## What is being asked:
Continue the tribute to Jerome Bruner below, starting after its final sentence.

## Text extract:
Jerome Bruner: 'A life is a work of art, probably the greatest one we produce'
By Blog Editor, IOE Digital, on 13 July 2016
Chris Watkins.
Jerome Bruner, one of the most influential writers of our times in the fields of psychology, culture and education died aged 100 on June 5 2016. His writing scored much more than a century: it set up enduring understandings about humanity.
His dynamic development started with psychology but became more extensive and more integrated, especially with the concept of narrative, and his own story illustrates the ideas and understandings as they developed.
He was born on October 1 1915 in New York City to Herman and Rose Bruner, Polish Jewish immigrants. I hesitate to mention that because Jerry’s research (1957) demonstrated that an introduction with such categories leads our perceptions to continue focusing on them. Jerry never smoothly fitted other people’s categories. He was born blind and didn’t have sight until the age of two. I do not hesitate to mention that because Jerry has helped us see so much. And he said “having my sight restored, made me sensitive to the new”. His father died when he was 12, and his mother moved around the USA. After a secondary school experience in six high schools which he described as “appalling”, he went to college (1933) and quickly achieved first degree (1937), MA (1939) and PhD (1941).
His first publications from his first degree reflected the dominant fashion in psychology at the time: experiments with rats. But he showed that shock treatment could affect future learning. And Jerry crossed other boundaries: he said last year “When I had a particularly bright rat, I would take the rat home and give it to my children, and they’d become my children’s pets around house. So they weren’t just laboratory animals”. Similarly humans were not to be regarded just as simple responders to stimulus, but as creators. In 1939 he began his postgraduate study at Harvard, where he was soon working on an analysis of the previous 50 years of American psychology, differentiating psychology for science’s sake from psychology for society’s sake.

## Dataset excerpts:
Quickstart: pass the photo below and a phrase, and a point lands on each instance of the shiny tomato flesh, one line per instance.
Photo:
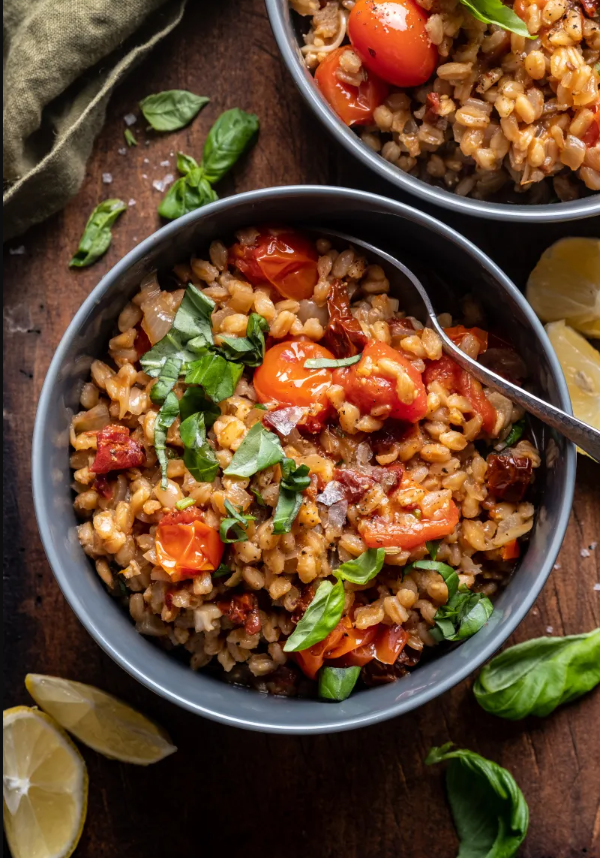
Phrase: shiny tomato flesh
(286, 260)
(186, 546)
(369, 388)
(392, 41)
(353, 104)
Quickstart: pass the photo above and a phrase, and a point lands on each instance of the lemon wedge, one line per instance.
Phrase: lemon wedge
(100, 721)
(580, 362)
(565, 284)
(45, 786)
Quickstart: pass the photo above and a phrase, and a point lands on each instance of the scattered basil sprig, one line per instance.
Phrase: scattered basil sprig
(97, 236)
(337, 683)
(259, 450)
(172, 109)
(489, 811)
(321, 617)
(234, 528)
(535, 677)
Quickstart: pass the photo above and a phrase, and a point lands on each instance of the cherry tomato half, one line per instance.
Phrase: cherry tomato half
(186, 546)
(368, 386)
(353, 104)
(282, 377)
(285, 259)
(391, 40)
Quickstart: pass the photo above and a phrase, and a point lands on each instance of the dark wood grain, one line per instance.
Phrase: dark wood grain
(364, 794)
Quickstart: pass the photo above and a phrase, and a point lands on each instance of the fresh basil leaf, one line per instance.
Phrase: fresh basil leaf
(172, 109)
(234, 528)
(259, 450)
(324, 363)
(449, 574)
(97, 236)
(535, 677)
(187, 194)
(190, 332)
(250, 349)
(363, 568)
(321, 617)
(198, 456)
(233, 132)
(337, 683)
(169, 375)
(217, 376)
(489, 810)
(164, 420)
(495, 12)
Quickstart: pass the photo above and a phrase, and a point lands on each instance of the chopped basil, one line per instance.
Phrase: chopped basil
(250, 349)
(166, 381)
(233, 529)
(172, 109)
(321, 617)
(164, 420)
(489, 811)
(233, 132)
(190, 332)
(495, 12)
(293, 482)
(337, 683)
(463, 615)
(97, 236)
(535, 677)
(218, 377)
(259, 450)
(198, 456)
(324, 363)
(363, 568)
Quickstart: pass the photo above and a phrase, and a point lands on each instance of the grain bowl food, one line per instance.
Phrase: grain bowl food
(506, 107)
(283, 478)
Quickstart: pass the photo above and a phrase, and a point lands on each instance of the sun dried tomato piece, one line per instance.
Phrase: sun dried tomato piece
(343, 334)
(509, 476)
(117, 451)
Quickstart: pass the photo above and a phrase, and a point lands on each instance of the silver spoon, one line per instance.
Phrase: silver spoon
(587, 438)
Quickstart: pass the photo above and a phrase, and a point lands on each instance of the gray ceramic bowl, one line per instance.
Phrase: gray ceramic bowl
(392, 226)
(286, 27)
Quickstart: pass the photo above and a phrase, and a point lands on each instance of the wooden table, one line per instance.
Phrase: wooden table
(363, 794)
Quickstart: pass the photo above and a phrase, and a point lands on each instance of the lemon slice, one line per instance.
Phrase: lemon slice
(580, 362)
(45, 786)
(565, 284)
(100, 721)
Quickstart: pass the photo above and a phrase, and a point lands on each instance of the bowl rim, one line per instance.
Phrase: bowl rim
(547, 213)
(134, 665)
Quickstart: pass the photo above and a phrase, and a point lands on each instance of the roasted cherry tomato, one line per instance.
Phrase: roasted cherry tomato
(457, 380)
(391, 40)
(353, 104)
(186, 546)
(285, 259)
(282, 377)
(371, 385)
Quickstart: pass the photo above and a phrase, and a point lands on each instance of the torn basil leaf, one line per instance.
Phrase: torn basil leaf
(363, 568)
(489, 810)
(259, 450)
(97, 236)
(172, 109)
(165, 418)
(535, 677)
(321, 617)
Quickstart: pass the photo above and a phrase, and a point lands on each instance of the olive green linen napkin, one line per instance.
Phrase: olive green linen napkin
(62, 60)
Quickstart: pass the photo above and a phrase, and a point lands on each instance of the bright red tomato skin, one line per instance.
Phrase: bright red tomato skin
(392, 41)
(353, 104)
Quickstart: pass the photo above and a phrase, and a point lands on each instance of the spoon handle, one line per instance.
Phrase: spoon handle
(575, 430)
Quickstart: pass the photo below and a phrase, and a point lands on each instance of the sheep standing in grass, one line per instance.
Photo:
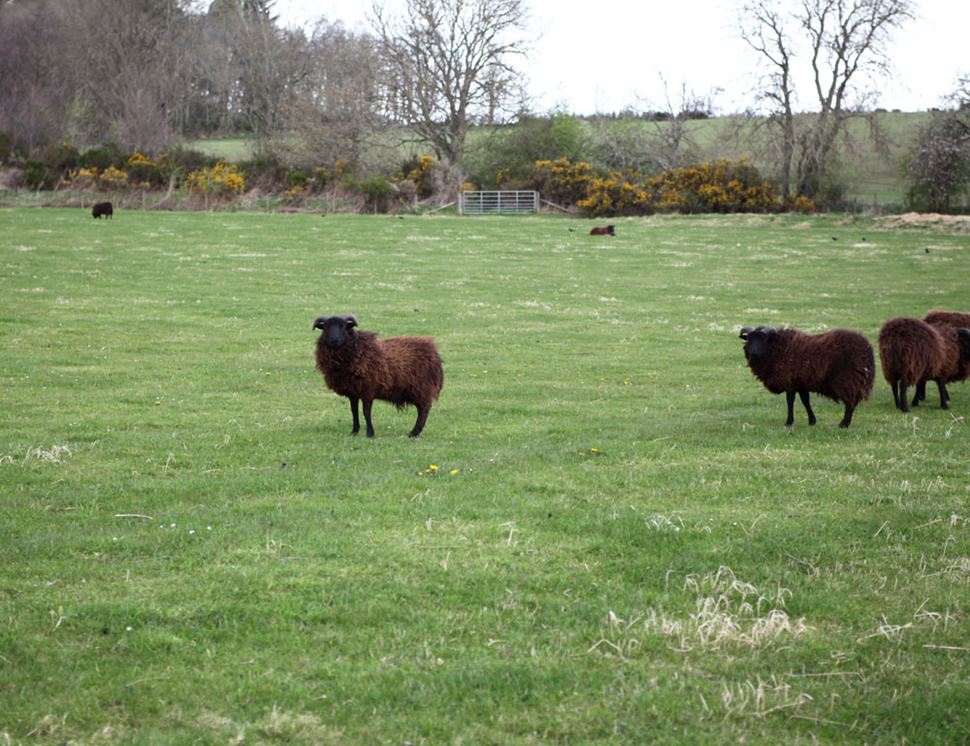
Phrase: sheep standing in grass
(358, 365)
(838, 364)
(947, 324)
(912, 352)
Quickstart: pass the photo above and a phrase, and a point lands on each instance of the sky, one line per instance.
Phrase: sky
(643, 54)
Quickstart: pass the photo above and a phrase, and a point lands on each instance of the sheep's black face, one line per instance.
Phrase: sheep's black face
(336, 329)
(756, 343)
(964, 336)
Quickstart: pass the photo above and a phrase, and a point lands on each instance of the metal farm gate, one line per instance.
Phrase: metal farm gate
(497, 202)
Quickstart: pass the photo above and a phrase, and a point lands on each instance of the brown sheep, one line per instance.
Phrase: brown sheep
(838, 364)
(912, 352)
(957, 367)
(102, 208)
(358, 365)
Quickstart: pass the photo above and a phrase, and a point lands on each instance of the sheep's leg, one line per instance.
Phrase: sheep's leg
(847, 417)
(419, 424)
(368, 403)
(803, 395)
(353, 411)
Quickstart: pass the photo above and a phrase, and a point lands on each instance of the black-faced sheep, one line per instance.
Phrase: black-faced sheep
(102, 208)
(838, 364)
(957, 366)
(912, 352)
(358, 365)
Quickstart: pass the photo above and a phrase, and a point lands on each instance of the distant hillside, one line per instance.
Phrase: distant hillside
(872, 173)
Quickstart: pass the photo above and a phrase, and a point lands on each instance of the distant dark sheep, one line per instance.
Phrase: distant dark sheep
(912, 352)
(358, 365)
(838, 364)
(102, 208)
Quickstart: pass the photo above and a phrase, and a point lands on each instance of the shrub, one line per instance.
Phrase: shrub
(563, 181)
(616, 195)
(267, 172)
(103, 156)
(179, 161)
(377, 192)
(143, 170)
(35, 174)
(83, 178)
(420, 171)
(222, 179)
(720, 186)
(113, 179)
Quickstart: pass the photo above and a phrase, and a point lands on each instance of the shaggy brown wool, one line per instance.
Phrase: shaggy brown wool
(102, 208)
(957, 366)
(911, 352)
(838, 364)
(362, 367)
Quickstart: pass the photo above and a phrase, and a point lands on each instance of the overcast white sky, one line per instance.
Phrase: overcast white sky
(609, 55)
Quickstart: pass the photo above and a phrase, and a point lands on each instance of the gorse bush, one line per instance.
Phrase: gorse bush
(720, 186)
(563, 181)
(222, 179)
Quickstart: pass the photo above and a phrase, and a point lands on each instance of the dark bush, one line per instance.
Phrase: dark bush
(103, 156)
(266, 172)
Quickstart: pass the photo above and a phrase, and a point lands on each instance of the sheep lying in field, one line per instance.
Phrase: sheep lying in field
(358, 365)
(838, 364)
(105, 209)
(912, 352)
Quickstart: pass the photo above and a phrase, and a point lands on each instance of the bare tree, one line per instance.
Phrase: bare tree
(667, 142)
(266, 62)
(763, 28)
(334, 108)
(846, 45)
(938, 170)
(37, 80)
(447, 65)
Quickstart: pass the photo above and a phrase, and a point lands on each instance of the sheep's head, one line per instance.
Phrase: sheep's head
(757, 342)
(336, 329)
(963, 335)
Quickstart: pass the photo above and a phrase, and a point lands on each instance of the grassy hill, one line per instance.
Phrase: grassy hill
(870, 166)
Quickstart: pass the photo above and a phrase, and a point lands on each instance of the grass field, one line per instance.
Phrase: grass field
(605, 534)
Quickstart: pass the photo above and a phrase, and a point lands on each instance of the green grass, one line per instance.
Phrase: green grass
(234, 148)
(621, 543)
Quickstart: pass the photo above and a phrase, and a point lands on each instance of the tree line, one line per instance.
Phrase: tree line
(147, 74)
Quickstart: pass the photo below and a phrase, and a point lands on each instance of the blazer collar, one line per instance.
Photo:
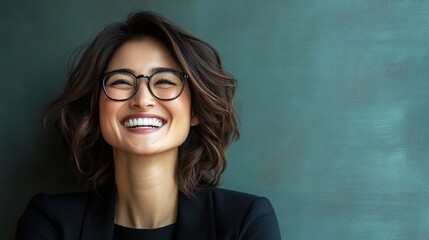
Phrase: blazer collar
(195, 217)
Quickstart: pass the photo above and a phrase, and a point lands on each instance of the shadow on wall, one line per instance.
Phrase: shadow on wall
(45, 170)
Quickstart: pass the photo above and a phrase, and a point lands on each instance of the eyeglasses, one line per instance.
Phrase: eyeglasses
(163, 84)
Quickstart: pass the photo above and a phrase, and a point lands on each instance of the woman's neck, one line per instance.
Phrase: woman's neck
(147, 193)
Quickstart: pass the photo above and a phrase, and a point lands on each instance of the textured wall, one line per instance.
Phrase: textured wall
(333, 101)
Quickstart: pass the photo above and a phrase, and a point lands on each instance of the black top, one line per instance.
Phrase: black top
(124, 233)
(211, 214)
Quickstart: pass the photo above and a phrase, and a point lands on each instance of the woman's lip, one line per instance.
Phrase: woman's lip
(133, 116)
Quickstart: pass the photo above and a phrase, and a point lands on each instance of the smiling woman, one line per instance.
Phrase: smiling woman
(147, 115)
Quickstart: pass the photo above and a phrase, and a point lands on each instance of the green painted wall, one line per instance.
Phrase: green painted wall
(333, 99)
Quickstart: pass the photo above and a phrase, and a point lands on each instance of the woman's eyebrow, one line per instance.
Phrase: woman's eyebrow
(156, 69)
(152, 70)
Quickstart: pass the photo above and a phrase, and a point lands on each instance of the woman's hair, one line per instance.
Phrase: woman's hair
(202, 156)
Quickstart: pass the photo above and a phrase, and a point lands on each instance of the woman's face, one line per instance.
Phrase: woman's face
(172, 117)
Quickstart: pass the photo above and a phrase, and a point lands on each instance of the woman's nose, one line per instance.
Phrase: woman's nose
(143, 97)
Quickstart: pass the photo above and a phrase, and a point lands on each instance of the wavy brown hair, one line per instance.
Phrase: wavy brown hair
(202, 156)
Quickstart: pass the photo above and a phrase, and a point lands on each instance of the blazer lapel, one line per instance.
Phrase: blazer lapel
(99, 219)
(195, 217)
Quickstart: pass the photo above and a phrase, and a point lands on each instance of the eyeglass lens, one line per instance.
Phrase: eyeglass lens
(163, 85)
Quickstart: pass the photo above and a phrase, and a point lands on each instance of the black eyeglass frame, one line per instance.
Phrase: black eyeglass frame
(183, 77)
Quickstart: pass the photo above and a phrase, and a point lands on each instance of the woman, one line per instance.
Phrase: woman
(147, 114)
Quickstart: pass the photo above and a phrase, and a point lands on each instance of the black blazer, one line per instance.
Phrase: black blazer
(213, 214)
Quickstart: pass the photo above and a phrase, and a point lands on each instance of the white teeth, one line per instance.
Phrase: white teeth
(144, 122)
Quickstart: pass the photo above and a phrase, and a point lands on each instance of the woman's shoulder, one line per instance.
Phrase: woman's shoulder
(239, 201)
(250, 214)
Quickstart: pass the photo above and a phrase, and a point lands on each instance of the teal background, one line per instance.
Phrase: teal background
(333, 102)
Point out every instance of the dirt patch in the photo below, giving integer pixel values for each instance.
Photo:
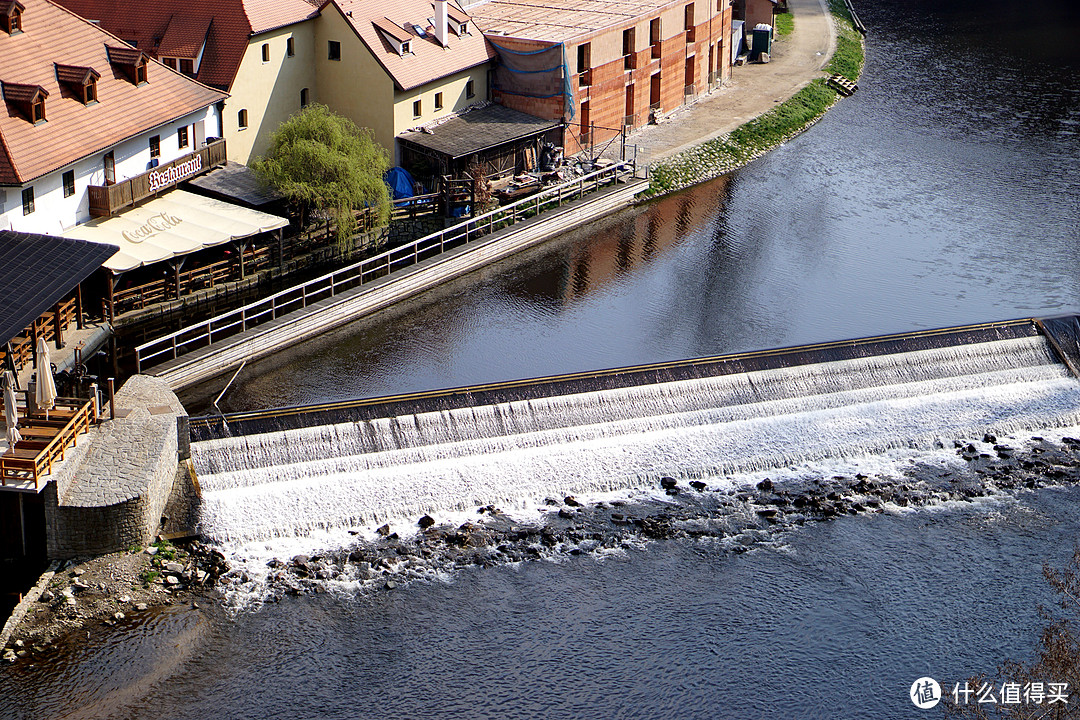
(106, 588)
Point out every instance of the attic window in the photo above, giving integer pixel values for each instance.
(80, 81)
(11, 16)
(28, 99)
(131, 62)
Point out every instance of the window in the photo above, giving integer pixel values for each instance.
(13, 23)
(110, 168)
(584, 53)
(629, 49)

## Task response:
World War II intervened: he worked in military intelligence analysing German propaganda broadcasts: “I’d got myself into the job because I’d been turned down for the draft but that wasn’t going to stop me”. His doctoral thesis in 1941 was entitled “A Psychological Analysis of International Radio Broadcasts of Belligerent Nations” and led to analytic publications on conflict and propaganda and his first book (1944) Mandate from the People. It was important to him tackling the dynamics of division and democracy in a new international context .
After the war he returned to Harvard saying “This was the place where the future of psychology was being shaped”. His research demonstrated that human perception was influenced by matters of value, as when 10-year-olds judged high value coins to be 35% larger than cardboard discs of the same size. For children from low-income households the effect was larger. So our perception of the world is not a matter of accuracy. From there it followed that “knowing” was how human beings get “beyond the information given”. “I guess my view is that knowing, getting to know the world, is not just perceiving something; it’s constructing it”.
In 1952 he became professor of psychology. His book A Study of Thinking (1956) portrayed human beings as strategic learners who work hard to make sense of the world around them. A later emphasis of Bruner’s stance was that “to gain insight requires ‘going meta’ … that enables you to turn around on yourself, to reflect upon your reflections”.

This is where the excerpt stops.